According to the text on the Free Syrian Army's Supreme Military Council, why was the council created? Answer in one to three sentences.

DOCUMENT TEXT
· · · ·

On 7 December 2012, 260 rebel commanders from all over Syria agreed to a unified command structure of the Free Syrian Army. The participants elected a 30-member Supreme Military Council, which then selected Brigadier General Salim Idris as Chief of Staff. The 30 members of the council were divided in groups of six, with each group representing one of five fronts: Southern (Daraa, Damascus, and as-Suwayda), Western (Hama, Latakia and Tartus), Northern (Aleppo and Idlib), Eastern (Deir ez-Zor, al-Hasakah and Raqqa), and Central (Homs and al-Rastan). The council was created with the backing of western powers and many Arab states as a vehicle to finance and arm rebel groups.

On 11 July 2013, a commander of the SMC's Western Front, Kamal al-Hamami, met with the Islamic State of Iraq and the Levant (ISIL) in the Latakia Governorate, which resulted in him being killed by ISIL. ISIL then threatened to kill all SMC members.

In September 2013, the al-Tawhid Brigade, Islam Brigade, and Suqour al-Sham Brigade, the largest militias in the SMC, joined with al-Qaeda's al-Nusra Front and several Salafi jihadist and other Sunni Islamic fundamentalist groups to form the Islamic Coalition. The SMC-affiliated groups in the coalition stressed that they were not breaking with SMC, but only the political exile wing in the National Coalition for Syrian Revolutionary and Opposition Forces. This left official SMC commander Salim Idriss formally in control of just a few small units.

· · · ·

DATA SECTION
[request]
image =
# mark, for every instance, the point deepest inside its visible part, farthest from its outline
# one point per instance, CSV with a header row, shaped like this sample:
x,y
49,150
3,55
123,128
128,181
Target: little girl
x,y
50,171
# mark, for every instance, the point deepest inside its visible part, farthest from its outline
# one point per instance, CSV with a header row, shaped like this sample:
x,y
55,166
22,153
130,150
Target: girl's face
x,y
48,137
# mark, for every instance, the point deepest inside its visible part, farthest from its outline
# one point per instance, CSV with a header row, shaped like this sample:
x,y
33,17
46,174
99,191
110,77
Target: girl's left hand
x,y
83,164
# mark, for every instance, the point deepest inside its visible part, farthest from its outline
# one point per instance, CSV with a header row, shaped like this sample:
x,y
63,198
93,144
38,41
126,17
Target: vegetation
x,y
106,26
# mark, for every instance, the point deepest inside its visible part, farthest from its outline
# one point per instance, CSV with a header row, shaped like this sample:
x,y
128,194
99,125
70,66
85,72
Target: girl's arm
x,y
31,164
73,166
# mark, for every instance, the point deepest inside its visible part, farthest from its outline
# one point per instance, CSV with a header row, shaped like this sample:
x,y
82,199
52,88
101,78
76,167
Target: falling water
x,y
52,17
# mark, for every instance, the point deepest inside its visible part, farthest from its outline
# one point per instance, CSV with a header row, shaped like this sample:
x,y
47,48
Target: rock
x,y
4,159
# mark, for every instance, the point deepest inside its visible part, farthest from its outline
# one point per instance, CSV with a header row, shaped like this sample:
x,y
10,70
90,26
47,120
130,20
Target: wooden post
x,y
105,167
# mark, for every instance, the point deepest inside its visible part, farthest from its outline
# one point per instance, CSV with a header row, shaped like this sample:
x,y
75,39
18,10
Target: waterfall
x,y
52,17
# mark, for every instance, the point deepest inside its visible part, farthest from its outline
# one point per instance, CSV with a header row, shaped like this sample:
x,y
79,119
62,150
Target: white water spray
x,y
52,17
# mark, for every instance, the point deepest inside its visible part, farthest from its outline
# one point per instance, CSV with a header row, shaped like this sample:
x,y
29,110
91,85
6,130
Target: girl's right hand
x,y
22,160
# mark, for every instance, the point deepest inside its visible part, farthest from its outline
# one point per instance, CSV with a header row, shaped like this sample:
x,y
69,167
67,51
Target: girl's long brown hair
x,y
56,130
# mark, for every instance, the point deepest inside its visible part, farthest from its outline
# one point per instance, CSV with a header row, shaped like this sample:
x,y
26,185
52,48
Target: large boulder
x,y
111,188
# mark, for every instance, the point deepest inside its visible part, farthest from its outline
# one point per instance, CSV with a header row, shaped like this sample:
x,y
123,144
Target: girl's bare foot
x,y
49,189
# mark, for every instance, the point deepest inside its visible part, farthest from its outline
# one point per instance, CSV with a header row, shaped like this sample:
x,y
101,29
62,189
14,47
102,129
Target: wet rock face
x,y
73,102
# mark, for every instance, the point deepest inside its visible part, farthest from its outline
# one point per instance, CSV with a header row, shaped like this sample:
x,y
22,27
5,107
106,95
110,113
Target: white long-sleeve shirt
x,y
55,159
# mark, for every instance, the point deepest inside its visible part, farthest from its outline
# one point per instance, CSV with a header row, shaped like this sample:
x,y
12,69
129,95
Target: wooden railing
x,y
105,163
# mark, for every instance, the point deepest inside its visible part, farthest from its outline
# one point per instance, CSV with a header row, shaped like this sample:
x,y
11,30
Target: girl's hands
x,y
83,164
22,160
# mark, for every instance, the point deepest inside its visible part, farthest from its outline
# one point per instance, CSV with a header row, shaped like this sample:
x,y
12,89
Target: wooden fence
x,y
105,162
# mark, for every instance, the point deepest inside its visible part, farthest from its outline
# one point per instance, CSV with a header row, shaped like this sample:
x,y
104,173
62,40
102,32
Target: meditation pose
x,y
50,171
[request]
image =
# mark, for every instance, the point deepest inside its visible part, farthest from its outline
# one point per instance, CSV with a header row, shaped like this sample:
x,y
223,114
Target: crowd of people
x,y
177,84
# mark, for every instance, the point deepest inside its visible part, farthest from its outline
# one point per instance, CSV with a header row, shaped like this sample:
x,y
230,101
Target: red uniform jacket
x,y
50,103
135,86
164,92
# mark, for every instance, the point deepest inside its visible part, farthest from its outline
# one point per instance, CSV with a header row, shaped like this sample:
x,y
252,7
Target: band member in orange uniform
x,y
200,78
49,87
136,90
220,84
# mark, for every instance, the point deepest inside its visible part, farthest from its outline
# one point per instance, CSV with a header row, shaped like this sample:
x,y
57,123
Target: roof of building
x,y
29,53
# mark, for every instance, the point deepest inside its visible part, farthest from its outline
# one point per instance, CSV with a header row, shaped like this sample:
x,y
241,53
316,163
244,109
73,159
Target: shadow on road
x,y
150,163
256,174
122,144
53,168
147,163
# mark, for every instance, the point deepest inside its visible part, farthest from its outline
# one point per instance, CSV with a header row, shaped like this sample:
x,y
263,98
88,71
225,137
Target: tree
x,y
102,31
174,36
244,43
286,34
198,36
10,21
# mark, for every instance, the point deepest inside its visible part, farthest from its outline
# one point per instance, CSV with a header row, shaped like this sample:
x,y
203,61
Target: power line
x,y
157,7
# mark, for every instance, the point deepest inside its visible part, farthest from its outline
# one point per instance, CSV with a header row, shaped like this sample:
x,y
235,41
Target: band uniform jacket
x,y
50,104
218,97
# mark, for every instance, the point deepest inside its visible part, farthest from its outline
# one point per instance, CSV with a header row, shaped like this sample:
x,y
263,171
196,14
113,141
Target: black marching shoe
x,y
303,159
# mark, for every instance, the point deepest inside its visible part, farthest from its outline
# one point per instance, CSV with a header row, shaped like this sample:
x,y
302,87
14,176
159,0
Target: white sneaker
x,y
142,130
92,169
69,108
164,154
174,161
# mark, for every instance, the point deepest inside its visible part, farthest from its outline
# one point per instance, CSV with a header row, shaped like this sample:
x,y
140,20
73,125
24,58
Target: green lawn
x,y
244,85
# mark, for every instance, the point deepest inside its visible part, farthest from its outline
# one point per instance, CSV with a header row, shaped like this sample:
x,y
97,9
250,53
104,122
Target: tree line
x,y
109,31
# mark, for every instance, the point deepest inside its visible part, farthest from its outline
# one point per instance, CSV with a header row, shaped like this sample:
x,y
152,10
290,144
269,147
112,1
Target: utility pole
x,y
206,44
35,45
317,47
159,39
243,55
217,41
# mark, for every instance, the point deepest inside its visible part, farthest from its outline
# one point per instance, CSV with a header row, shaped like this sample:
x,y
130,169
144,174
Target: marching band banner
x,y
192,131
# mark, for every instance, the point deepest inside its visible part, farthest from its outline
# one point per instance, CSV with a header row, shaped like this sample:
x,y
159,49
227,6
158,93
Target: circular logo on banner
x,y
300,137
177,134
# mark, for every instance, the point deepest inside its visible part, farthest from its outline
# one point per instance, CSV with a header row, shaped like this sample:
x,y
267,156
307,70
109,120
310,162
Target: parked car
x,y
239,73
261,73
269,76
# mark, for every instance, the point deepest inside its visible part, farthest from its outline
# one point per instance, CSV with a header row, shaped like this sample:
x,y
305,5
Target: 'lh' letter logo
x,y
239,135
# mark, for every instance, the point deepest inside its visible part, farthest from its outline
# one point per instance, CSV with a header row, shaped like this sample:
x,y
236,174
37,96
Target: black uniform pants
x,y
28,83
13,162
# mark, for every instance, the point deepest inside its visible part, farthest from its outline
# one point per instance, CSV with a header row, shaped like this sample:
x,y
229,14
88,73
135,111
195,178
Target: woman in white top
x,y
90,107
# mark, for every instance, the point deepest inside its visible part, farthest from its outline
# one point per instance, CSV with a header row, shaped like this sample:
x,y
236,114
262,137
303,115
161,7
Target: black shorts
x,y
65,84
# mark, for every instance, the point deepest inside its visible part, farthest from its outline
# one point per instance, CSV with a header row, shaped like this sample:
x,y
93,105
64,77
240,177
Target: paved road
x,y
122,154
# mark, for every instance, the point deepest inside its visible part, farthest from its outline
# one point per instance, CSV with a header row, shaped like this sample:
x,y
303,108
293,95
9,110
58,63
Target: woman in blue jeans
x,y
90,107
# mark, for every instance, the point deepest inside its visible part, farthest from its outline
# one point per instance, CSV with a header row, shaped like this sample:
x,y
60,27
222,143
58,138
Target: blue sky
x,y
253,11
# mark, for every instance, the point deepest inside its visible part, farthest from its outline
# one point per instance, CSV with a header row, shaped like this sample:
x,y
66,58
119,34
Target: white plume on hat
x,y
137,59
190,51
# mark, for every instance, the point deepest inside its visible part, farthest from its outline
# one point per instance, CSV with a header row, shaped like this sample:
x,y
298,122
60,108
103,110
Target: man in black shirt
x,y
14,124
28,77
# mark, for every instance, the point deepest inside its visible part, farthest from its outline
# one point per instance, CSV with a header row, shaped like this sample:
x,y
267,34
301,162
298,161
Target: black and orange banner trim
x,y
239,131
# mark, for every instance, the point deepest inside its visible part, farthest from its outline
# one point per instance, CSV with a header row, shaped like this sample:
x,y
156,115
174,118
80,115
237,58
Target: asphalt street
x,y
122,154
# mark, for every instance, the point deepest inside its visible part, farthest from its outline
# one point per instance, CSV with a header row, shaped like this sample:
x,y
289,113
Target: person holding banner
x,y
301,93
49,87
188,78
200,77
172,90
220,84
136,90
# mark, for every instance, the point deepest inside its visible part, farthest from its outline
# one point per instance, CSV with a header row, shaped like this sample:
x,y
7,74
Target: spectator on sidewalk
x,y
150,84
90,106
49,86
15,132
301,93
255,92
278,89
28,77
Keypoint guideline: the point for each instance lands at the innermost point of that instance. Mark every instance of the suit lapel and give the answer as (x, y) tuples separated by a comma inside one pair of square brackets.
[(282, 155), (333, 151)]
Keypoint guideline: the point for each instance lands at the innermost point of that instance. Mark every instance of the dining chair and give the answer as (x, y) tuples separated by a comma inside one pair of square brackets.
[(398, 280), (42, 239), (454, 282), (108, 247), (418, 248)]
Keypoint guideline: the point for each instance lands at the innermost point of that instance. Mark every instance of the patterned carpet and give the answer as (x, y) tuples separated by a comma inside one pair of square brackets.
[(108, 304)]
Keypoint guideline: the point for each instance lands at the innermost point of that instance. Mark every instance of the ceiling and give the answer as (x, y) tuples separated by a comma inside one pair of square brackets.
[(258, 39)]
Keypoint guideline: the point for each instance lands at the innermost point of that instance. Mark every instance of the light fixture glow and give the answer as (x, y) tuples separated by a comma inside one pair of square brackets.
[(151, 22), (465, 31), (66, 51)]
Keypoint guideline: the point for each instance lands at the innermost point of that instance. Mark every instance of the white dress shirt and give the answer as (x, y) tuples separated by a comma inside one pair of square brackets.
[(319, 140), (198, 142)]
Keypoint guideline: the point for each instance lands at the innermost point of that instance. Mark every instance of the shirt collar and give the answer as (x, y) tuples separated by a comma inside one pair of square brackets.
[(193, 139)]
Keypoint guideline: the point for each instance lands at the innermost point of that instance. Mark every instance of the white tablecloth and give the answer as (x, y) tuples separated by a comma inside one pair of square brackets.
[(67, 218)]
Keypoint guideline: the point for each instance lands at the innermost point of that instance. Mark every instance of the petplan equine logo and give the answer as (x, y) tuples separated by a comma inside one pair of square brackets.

· · · ·

REPLY TO THE TASK
Western powers and many Arab states backed the council's creation as a vehicle to finance and arm rebel groups.